* **Paginafragment**
· · · · · · ·

Na de boottocht blijven er allemaal redelijk bij elkaar in de buurt lopen, aangezien we om dezelfde tijd weer vertrekken. Dat is niet zo erg, want we lopen vooral langs de weg. Vlak voor Piacenza is de weg zelfs helemaal dicht. We klimmen dus maar via de drukke autoweg over het hek. Hoe kun je nu zonder alternatief (we moeten hier de brug over) de weg dicht gooien!? Maar we komen zonder kleerscheuren aan de overkant van de brug. Hier gaan we de Via Emilia Parmese op, die we vandaag niet meer verlaten. Of in ieder geval niet echt. Het is nu 5 km langs deze drukke weg tot het centrum van Piacenza. Niet erg leuk dus. Zoals altijd is het inlopen van een grote stad niet het mooiste deel van de route. We lopen via een omweg het centrum in. Zoals altijd voel ik me helemaal niet op zijn plek in de grote stad met mijn rugzak en bezwete hoofd. In het centrum is geen herberg, en eigenlijk wil ik de stad zo snel mogelijk weer uit. Een beetje rondkijken met mijn rugzak op zie ik niet zitten. Ik loop dus snel door naar de volgende herberg net buiten de stad; Nog eens vijf kilometer over de Via Emilia. Aan het eind van de dag ben ik kapot.

· · · · · · ·

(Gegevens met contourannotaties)
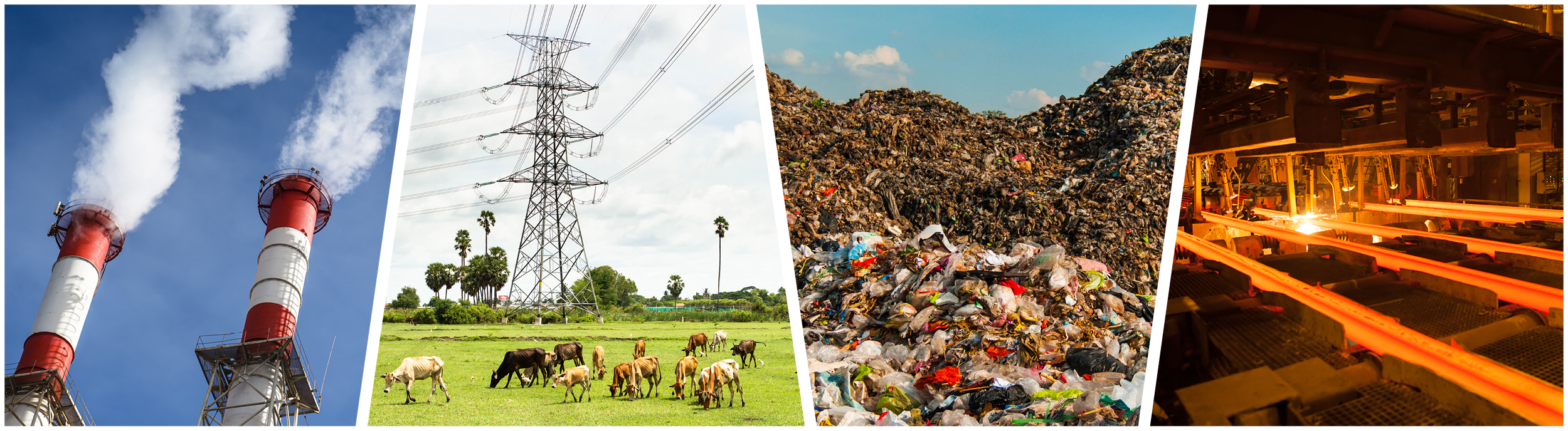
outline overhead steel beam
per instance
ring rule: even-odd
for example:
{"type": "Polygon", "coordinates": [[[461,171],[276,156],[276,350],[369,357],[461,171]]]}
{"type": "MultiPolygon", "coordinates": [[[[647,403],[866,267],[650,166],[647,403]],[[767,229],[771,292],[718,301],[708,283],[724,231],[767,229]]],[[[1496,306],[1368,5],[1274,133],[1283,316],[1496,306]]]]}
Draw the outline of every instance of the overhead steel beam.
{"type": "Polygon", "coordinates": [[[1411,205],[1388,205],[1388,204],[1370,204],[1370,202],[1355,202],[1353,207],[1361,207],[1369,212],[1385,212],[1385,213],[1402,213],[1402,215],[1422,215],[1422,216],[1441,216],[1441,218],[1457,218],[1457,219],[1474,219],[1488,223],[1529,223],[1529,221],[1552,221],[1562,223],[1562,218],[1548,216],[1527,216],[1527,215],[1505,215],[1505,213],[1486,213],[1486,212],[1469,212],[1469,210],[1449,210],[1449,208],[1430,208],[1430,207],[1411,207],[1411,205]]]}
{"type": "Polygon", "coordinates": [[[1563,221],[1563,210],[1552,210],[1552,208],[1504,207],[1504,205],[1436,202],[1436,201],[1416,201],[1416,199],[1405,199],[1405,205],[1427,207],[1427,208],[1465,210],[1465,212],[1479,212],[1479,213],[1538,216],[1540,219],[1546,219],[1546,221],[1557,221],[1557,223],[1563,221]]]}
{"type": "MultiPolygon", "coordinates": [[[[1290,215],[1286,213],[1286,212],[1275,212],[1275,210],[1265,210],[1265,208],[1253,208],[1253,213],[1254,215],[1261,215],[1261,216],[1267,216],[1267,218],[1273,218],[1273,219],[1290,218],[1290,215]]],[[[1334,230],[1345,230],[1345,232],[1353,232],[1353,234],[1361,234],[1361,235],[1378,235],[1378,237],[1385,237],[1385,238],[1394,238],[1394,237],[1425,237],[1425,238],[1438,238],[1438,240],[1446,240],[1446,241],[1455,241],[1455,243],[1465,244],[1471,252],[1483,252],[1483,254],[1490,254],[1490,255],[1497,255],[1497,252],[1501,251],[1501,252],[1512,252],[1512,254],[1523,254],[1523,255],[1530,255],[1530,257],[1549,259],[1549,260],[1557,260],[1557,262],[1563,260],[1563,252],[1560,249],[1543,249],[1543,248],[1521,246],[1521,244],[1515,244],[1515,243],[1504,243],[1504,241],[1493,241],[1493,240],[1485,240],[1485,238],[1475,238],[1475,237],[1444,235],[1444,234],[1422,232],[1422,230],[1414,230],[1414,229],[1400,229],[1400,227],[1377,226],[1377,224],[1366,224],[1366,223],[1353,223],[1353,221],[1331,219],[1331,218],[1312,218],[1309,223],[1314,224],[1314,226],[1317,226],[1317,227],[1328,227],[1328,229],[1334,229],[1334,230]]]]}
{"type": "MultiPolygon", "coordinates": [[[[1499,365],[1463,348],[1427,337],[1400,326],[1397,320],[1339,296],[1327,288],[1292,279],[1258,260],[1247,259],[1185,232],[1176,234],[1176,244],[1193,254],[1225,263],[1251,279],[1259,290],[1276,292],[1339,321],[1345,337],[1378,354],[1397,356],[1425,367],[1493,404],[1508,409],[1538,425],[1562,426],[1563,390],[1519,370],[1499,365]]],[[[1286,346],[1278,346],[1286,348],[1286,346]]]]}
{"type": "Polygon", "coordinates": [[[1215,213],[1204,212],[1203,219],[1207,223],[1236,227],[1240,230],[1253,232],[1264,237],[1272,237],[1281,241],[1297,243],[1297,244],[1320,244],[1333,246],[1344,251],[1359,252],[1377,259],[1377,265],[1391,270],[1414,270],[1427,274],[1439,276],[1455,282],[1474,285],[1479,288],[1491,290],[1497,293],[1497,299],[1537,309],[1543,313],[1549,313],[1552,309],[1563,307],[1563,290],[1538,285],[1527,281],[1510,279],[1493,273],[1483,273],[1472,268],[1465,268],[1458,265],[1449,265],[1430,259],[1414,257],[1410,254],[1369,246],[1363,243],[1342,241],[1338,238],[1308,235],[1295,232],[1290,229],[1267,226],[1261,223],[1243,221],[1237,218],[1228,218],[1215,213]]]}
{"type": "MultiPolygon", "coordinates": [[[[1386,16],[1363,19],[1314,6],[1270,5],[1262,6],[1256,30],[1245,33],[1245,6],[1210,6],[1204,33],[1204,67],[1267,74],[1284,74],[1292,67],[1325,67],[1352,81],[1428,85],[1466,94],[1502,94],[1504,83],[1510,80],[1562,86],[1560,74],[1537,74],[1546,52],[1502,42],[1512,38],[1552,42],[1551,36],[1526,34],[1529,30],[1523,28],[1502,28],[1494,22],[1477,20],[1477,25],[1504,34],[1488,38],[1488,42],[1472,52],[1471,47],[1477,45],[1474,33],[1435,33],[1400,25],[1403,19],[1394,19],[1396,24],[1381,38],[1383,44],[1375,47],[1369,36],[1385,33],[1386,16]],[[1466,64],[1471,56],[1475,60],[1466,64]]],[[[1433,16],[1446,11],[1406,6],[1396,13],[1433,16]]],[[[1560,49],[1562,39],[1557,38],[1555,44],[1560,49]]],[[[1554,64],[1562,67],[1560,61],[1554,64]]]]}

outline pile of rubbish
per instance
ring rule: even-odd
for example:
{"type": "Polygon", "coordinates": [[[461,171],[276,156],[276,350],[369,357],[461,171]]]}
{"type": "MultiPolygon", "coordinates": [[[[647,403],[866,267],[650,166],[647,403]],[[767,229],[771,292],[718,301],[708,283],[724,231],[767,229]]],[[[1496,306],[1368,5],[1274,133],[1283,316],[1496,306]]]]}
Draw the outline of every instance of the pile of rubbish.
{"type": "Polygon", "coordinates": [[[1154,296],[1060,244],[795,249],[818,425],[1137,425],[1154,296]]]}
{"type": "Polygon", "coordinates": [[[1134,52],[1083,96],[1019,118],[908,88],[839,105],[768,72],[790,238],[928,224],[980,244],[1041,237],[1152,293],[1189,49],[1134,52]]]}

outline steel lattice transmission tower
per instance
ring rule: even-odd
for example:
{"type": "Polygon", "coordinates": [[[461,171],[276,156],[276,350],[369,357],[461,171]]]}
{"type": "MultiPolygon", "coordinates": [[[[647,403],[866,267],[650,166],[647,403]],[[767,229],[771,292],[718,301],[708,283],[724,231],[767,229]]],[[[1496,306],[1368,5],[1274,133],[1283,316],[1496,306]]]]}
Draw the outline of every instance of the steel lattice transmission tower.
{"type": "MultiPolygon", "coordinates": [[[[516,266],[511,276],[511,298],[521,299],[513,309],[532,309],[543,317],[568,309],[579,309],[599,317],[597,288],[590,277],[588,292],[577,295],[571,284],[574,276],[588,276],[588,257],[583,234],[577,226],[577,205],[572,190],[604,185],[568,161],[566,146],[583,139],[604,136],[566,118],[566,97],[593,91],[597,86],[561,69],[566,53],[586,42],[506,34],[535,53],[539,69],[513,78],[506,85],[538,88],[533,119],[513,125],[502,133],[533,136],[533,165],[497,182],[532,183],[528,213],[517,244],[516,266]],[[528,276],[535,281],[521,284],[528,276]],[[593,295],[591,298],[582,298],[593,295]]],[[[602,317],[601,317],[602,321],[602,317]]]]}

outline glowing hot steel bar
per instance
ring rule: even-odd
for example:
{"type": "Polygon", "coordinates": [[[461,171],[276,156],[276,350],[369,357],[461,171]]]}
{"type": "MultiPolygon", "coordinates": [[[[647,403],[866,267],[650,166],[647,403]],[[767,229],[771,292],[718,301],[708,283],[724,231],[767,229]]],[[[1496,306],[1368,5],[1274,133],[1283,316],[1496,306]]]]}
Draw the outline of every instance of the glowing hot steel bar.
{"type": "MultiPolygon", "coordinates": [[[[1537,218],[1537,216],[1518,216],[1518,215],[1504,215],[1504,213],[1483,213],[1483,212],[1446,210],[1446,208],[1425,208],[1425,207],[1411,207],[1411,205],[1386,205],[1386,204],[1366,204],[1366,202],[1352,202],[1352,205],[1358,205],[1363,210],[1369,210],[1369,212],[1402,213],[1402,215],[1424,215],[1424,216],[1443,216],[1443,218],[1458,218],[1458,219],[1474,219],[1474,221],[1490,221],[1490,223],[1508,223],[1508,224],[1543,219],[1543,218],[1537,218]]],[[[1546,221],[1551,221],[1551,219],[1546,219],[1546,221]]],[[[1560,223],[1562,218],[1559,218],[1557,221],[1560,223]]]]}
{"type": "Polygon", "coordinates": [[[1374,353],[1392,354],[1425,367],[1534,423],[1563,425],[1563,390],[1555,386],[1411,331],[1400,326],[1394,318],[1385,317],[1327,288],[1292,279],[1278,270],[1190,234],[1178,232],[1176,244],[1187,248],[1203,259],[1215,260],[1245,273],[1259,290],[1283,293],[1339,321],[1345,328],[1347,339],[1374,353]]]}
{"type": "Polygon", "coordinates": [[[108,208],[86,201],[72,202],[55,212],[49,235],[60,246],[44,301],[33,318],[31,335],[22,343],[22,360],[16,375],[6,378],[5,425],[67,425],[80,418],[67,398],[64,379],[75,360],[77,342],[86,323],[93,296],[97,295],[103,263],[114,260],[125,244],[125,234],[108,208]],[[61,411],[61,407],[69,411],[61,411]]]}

· · · · · · ·

* **Opdrachten**
• a. Schrijf uit het reisverslag over de tocht naar Piacenza alle zinnen over waarin het woord "ik" voorkomt, ook met hoofdletter.
• b. Zet het reisverslag over de tocht naar Piacenza voort na de laatste zin.

* **Uitwerkingen**
• a.
Zoals altijd voel ik me helemaal niet op zijn plek in de grote stad met mijn rugzak en bezwete hoofd.
In het centrum is geen herberg, en eigenlijk wil ik de stad zo snel mogelijk weer uit.
Een beetje rondkijken met mijn rugzak op zie ik niet zitten.
Ik loop dus snel door naar de volgende herberg net buiten de stad; Nog eens vijf kilometer over de Via Emilia.
Aan het eind van de dag ben ik kapot.

• b.
Aan de ene kant vind ik het wel jammer de stad niet echt te hebben gezien, aan de andere kant staat mijn hoofd er niet naar. Doordat ik verder ben gelopen hoef ik morgen geen 32 km meer, wat ook fijn is. Mijn gevoel blijft dus een beetje dubbel. Bang dat ik wat moois gemist heb in de stad, maar ook blij dat ik de stad weer uit ben en morgen minder ver hoef. Ik ben nu in de herberg van Montale, een voorstadje van Piacenza. De Duitser, Belg en Fransen zijn hier ook. Ik heb met de Belg in het restaurant aan de overkant gegeten.

Ik heb mijn eigen kamer in de herberg. De herberg zelf ligt naast de kerk, of is de kerk, dat is me nog niet duidelijk. De kerkklok staat hier namelijk hemelsbreed nog geen tien meter van mijn hoofd af. Door het raam in het dak kun je hem zien. Geen wekker nodig dus voor morgenochtend. Ik denk dat ik rechtop in mijn bed zit als ze morgen gaat slaan!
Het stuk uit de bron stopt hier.